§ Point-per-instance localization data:
◇ ◇ ◇
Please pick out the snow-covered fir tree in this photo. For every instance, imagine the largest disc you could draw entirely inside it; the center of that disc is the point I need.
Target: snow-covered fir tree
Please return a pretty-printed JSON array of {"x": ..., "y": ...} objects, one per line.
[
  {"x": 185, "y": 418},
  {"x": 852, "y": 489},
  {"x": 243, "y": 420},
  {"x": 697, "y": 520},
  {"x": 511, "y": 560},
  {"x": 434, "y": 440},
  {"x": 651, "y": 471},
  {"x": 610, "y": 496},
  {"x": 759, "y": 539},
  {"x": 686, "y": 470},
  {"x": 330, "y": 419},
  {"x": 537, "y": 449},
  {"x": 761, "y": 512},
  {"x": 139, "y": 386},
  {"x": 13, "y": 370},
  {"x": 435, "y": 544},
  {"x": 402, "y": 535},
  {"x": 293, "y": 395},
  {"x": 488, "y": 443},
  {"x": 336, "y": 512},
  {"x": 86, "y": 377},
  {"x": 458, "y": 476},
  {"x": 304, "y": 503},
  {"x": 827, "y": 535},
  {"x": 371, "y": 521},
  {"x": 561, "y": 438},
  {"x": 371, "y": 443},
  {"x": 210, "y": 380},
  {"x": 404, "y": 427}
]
◇ ◇ ◇
§ ASSIGNMENT:
All of the data above should be reproduced exactly, with nothing left out.

§ TASK RESULT:
Please pick out the snow-covered fir tree in this photo. For every instance, imagine the largest disc you could draw entirely inside it; the center of that disc is the point I need.
Target: snow-covered fir tree
Please return a pretty-printed JSON array of {"x": ..., "y": ...} objects, one per line.
[
  {"x": 185, "y": 418},
  {"x": 852, "y": 489},
  {"x": 243, "y": 420},
  {"x": 697, "y": 520},
  {"x": 511, "y": 560},
  {"x": 434, "y": 440},
  {"x": 651, "y": 471},
  {"x": 610, "y": 496},
  {"x": 759, "y": 539},
  {"x": 686, "y": 470},
  {"x": 330, "y": 419},
  {"x": 537, "y": 449},
  {"x": 761, "y": 512},
  {"x": 139, "y": 386},
  {"x": 13, "y": 370},
  {"x": 435, "y": 544},
  {"x": 402, "y": 535},
  {"x": 293, "y": 395},
  {"x": 488, "y": 443},
  {"x": 336, "y": 512},
  {"x": 86, "y": 377},
  {"x": 458, "y": 476},
  {"x": 304, "y": 503},
  {"x": 827, "y": 535},
  {"x": 371, "y": 521},
  {"x": 561, "y": 438},
  {"x": 371, "y": 443},
  {"x": 210, "y": 380},
  {"x": 404, "y": 427}
]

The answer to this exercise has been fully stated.